■ DIRECTIONS ■
Exact duplicates of all the records are needed.

■ PROVIDED ENTRIES ■

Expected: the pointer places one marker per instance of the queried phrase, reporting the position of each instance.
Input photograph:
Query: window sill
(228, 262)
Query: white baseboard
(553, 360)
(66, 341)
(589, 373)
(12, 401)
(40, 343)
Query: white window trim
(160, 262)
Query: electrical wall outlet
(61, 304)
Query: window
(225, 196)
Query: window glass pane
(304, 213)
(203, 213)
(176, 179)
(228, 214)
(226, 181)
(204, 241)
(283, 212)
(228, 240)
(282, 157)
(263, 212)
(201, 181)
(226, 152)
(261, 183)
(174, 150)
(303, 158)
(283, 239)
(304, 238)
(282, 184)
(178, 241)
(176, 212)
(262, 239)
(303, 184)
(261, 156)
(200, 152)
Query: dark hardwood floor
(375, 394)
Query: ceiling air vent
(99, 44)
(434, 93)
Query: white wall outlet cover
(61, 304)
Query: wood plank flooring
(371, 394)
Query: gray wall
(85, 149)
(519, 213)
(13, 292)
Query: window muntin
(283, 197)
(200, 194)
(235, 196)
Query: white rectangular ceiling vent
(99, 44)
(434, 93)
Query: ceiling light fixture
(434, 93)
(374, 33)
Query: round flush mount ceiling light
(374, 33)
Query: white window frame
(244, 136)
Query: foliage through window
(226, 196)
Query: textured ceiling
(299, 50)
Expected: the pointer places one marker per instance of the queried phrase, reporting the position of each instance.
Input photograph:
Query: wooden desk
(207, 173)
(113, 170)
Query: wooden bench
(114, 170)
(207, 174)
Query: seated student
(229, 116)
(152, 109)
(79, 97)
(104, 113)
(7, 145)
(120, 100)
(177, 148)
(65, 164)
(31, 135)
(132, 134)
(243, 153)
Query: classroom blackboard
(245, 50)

■ EXERCISE SOLUTION ■
Expected: the pointer places one marker per instance of the queried phrase, reporting the position of each instance.
Input photograph:
Query: window sill
(228, 262)
Query: white baseboard
(553, 360)
(66, 341)
(589, 373)
(12, 401)
(40, 343)
Query: white window trim
(160, 262)
Query: electrical wall outlet
(61, 304)
Query: window
(225, 196)
Query: window glass pane
(304, 213)
(203, 213)
(176, 179)
(228, 214)
(226, 181)
(204, 241)
(283, 212)
(228, 240)
(282, 157)
(263, 212)
(201, 181)
(226, 152)
(261, 183)
(174, 150)
(303, 158)
(283, 239)
(304, 238)
(282, 184)
(178, 241)
(176, 212)
(262, 239)
(303, 184)
(261, 156)
(200, 152)
Query: dark hardwood floor
(375, 394)
Query: ceiling air vent
(99, 44)
(434, 93)
Query: white wall outlet cover
(61, 304)
Query: wood plank flooring
(371, 394)
Query: gray wall
(85, 149)
(519, 213)
(13, 292)
Query: window muntin
(283, 197)
(200, 194)
(235, 196)
Query: white rectangular ceiling vent
(99, 44)
(434, 93)
Query: ceiling light fixture
(434, 93)
(374, 33)
Query: round flush mount ceiling light
(374, 33)
Query: white window frame
(244, 136)
Query: foliage through window
(226, 196)
Query: textured ceiling
(299, 50)
Expected: the pointer places one marker per instance of the queried phrase, reporting the position of each instance.
Input photograph:
Query: wooden desk
(207, 173)
(113, 170)
Query: wooden bench
(114, 170)
(207, 174)
Query: seated student
(229, 116)
(152, 109)
(79, 97)
(104, 113)
(7, 145)
(120, 100)
(177, 148)
(65, 164)
(31, 135)
(132, 134)
(243, 153)
Query: classroom blackboard
(245, 50)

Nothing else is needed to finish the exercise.